— Exercise instructions —
A: In the journaling lesson, what type of exercise is suggested for writing about harder subjects with ease?
B: Carry on the journaling lesson from its last sentence.

— Text extract —
—————

Journaling Mini-Course: No Safety Net Exercise

by | Storytelling Ideas | 5 comments

The Art & Practice of Journaling free mini-course from Simple Scrapper offers a guided path to better scrapbook journaling.

The Art & Practice of Journaling mini-course at Simple Scrapper

Lesson

We all face hard days, times, periods (decades?) in our lives. It is simply part of the ebb and flow of the world and our place in it. Scrapbooking about those less-than-happy times can test the inner strength of even the most experienced journaler.

When we begin to explore the hard stuff it can feel like falling – it’s uncontrolled and scary. The uncertainty of what we might uncover often stops us from working through it, from going deeper. So we avoid those topics and often do not journal about them privately, let alone create scrapbook pages about these stories.

I’d like to invite you to embrace the idea of writing without a safety net, of digging into these subjects that might be harder to process. To do this with ease, you can use a type of exercise called freewriting. Most often this is a timed exercise where you write on a specific topic in a stream-of-consciousness format. You write without regard to spelling, grammar or even making coherent statements.

—————

Data items:
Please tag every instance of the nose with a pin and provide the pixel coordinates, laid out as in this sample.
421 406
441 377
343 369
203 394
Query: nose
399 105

—————

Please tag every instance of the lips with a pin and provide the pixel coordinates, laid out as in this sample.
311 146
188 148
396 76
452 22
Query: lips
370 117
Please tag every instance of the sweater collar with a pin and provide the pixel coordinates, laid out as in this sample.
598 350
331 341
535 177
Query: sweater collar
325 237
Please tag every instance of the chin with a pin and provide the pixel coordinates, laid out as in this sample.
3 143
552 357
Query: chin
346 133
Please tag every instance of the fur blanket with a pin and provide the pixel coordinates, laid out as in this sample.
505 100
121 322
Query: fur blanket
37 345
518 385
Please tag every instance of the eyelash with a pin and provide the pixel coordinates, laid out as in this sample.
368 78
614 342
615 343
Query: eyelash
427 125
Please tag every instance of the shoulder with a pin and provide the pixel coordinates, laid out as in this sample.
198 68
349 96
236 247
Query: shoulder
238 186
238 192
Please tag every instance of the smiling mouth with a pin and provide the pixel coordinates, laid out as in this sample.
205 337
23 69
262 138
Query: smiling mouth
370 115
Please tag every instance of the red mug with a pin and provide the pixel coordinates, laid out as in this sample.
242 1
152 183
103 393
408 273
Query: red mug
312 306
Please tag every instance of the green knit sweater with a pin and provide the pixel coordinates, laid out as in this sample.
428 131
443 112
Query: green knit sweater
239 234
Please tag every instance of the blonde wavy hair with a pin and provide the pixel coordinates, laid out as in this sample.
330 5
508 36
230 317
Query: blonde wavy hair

—————

— Answers given —
A: Freewriting.

B:
Freewriting is a method to start connecting feelings with facts through writing very quickly. By not spending too much time thinking, you can move through may interconnected ideas while minimizing the paralyzing effects of emotion.

Note: Freewriting is a tool you can use to generate ideas as you explore a particular topic. While morning pages is a type of a freewriting exercise (with its own constraints), here I am discussing them as two separate tools to improve your scrapbook journaling.

Assignment

Use the idea of timed freewriting to go out of your comfort zone and explore a difficult topic. Then, read over your writing to identify truths, themes or other new ideas you might want to expand upon with journaling on a scrapbook page.

  • Were you able to keep writing without stopping?
  • Did you discover anything new from the experience?
  • What adjectives would you use to describe writing about a difficult topic using this method?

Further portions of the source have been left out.